_Work to be completed:_ Copy every line of the material below word for word.

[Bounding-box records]
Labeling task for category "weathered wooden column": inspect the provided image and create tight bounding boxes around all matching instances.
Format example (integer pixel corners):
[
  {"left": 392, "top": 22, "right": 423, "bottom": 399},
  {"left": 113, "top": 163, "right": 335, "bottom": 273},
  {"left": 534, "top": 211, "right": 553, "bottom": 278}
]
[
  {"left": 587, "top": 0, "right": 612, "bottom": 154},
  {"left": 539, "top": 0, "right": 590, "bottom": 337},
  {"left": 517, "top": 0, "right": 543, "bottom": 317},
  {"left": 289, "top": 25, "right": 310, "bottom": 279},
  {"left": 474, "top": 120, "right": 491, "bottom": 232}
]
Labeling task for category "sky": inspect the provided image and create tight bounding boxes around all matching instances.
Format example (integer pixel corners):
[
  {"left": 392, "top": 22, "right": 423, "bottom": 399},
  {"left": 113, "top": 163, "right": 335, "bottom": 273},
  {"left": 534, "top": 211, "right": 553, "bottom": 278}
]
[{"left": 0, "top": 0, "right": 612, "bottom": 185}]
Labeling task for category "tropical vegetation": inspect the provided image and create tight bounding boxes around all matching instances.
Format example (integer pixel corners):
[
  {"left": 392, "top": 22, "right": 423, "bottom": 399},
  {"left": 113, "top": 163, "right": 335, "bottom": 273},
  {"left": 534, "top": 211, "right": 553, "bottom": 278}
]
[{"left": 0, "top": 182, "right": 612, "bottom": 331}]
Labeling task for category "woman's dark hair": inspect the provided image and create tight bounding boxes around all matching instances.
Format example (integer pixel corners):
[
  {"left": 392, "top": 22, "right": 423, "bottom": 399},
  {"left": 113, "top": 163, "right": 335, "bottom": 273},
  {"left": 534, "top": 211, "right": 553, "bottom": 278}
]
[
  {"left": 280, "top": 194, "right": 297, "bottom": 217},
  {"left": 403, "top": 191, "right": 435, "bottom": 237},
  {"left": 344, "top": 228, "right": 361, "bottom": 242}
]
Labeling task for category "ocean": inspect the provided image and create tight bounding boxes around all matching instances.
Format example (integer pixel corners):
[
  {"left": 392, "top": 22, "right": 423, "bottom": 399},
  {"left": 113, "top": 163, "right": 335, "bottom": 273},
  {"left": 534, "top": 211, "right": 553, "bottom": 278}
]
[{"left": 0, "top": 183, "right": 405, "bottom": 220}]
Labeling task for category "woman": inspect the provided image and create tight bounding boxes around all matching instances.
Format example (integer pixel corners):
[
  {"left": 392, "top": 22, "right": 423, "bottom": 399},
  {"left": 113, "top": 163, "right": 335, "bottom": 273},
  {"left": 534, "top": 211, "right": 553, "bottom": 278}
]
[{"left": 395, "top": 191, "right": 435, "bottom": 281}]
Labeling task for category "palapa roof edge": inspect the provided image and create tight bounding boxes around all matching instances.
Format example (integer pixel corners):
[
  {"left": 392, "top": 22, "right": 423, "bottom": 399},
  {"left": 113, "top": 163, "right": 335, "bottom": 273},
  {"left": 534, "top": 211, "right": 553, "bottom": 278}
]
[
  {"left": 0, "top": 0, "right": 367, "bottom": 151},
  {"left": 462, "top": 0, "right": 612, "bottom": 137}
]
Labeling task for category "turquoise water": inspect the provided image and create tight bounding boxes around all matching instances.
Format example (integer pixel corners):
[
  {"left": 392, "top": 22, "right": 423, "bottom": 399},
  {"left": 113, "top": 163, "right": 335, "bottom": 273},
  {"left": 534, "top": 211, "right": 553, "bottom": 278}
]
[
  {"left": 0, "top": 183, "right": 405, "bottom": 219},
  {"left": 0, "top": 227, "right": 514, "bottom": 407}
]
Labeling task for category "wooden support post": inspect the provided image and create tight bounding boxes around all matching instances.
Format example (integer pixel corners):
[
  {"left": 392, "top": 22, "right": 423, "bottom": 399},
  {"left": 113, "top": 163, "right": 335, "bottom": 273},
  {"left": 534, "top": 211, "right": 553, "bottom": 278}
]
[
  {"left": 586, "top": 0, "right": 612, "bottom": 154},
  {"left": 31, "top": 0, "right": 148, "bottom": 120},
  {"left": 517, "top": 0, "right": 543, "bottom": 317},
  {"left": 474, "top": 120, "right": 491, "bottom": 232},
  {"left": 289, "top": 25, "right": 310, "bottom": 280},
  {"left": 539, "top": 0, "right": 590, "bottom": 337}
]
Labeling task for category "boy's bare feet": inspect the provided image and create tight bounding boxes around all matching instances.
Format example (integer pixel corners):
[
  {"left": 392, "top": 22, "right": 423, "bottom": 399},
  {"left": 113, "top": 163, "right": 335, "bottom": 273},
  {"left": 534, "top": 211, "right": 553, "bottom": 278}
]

_Response:_
Labeling task for category "weathered wooden column": inspect the provided image and create tight bounding boxes around all matching instances.
Format example (integer pixel corners):
[
  {"left": 392, "top": 22, "right": 423, "bottom": 399},
  {"left": 113, "top": 163, "right": 335, "bottom": 273},
  {"left": 534, "top": 211, "right": 553, "bottom": 278}
]
[
  {"left": 587, "top": 0, "right": 612, "bottom": 154},
  {"left": 539, "top": 0, "right": 590, "bottom": 337},
  {"left": 517, "top": 0, "right": 543, "bottom": 317},
  {"left": 289, "top": 25, "right": 310, "bottom": 279},
  {"left": 474, "top": 120, "right": 491, "bottom": 232}
]
Labeling task for category "sky": inspect the provided image and create tight bounding boxes around all matching instances.
Format example (integer pixel corners):
[
  {"left": 392, "top": 22, "right": 423, "bottom": 399},
  {"left": 113, "top": 163, "right": 335, "bottom": 273},
  {"left": 534, "top": 211, "right": 553, "bottom": 278}
]
[{"left": 0, "top": 0, "right": 612, "bottom": 185}]
Labeling task for category "tropical vegetation": inspect the provided image and create tight bounding boxes around all matching instances.
Format example (integer pixel corners):
[
  {"left": 392, "top": 22, "right": 423, "bottom": 399},
  {"left": 113, "top": 163, "right": 335, "bottom": 273},
  {"left": 534, "top": 211, "right": 553, "bottom": 278}
]
[{"left": 0, "top": 182, "right": 612, "bottom": 331}]
Labeling task for category "woman's dark hair": inspect the provided image and create tight bounding boxes around all matching instances.
Format example (integer pixel corners):
[
  {"left": 392, "top": 22, "right": 423, "bottom": 399},
  {"left": 113, "top": 163, "right": 335, "bottom": 273},
  {"left": 534, "top": 211, "right": 553, "bottom": 278}
]
[
  {"left": 280, "top": 194, "right": 297, "bottom": 217},
  {"left": 403, "top": 191, "right": 435, "bottom": 237},
  {"left": 344, "top": 228, "right": 361, "bottom": 242}
]
Labeling task for category "ocean": inspect the provided image and create tight bounding boxes around all matching instances.
Format example (integer pixel corners):
[
  {"left": 392, "top": 22, "right": 423, "bottom": 399},
  {"left": 113, "top": 163, "right": 335, "bottom": 273},
  {"left": 534, "top": 211, "right": 553, "bottom": 278}
]
[{"left": 0, "top": 183, "right": 405, "bottom": 220}]
Labeling task for category "woman": inspect the provided image and create tight bounding boxes around all matching instances.
Format example (integer pixel corners):
[
  {"left": 392, "top": 22, "right": 423, "bottom": 399},
  {"left": 113, "top": 163, "right": 335, "bottom": 273},
  {"left": 534, "top": 211, "right": 553, "bottom": 278}
]
[{"left": 395, "top": 191, "right": 435, "bottom": 281}]
Labeling task for category "palapa roof edge": inspect the provided image and create tight bounding boxes around all matching instances.
Format example (integer pixel corners):
[
  {"left": 392, "top": 22, "right": 423, "bottom": 399},
  {"left": 113, "top": 163, "right": 335, "bottom": 273},
  {"left": 534, "top": 211, "right": 553, "bottom": 278}
]
[
  {"left": 0, "top": 0, "right": 367, "bottom": 151},
  {"left": 462, "top": 0, "right": 612, "bottom": 137}
]
Labeling task for category "turquoise water": inspect the provided image and create tight bounding boxes around all matching instances.
Format example (integer pixel corners):
[
  {"left": 392, "top": 22, "right": 423, "bottom": 399},
  {"left": 113, "top": 163, "right": 335, "bottom": 273},
  {"left": 534, "top": 211, "right": 553, "bottom": 278}
]
[
  {"left": 0, "top": 183, "right": 405, "bottom": 219},
  {"left": 0, "top": 227, "right": 514, "bottom": 407}
]
Labeling task for category "wooden support post": inspect the provided image and create tight bounding boxes around all matching instances.
Format example (integer pixel corners):
[
  {"left": 392, "top": 22, "right": 423, "bottom": 399},
  {"left": 113, "top": 163, "right": 335, "bottom": 273},
  {"left": 534, "top": 211, "right": 553, "bottom": 278}
]
[
  {"left": 586, "top": 0, "right": 612, "bottom": 154},
  {"left": 31, "top": 0, "right": 148, "bottom": 120},
  {"left": 517, "top": 0, "right": 543, "bottom": 317},
  {"left": 474, "top": 120, "right": 491, "bottom": 232},
  {"left": 289, "top": 25, "right": 310, "bottom": 280},
  {"left": 539, "top": 0, "right": 590, "bottom": 337}
]
Labeling task for category "boy's bare feet": inspect the provided image and create tight bounding boxes around all matching instances.
Format example (integer pixel corners):
[
  {"left": 392, "top": 22, "right": 423, "bottom": 399},
  {"left": 113, "top": 163, "right": 335, "bottom": 273},
  {"left": 534, "top": 211, "right": 553, "bottom": 278}
]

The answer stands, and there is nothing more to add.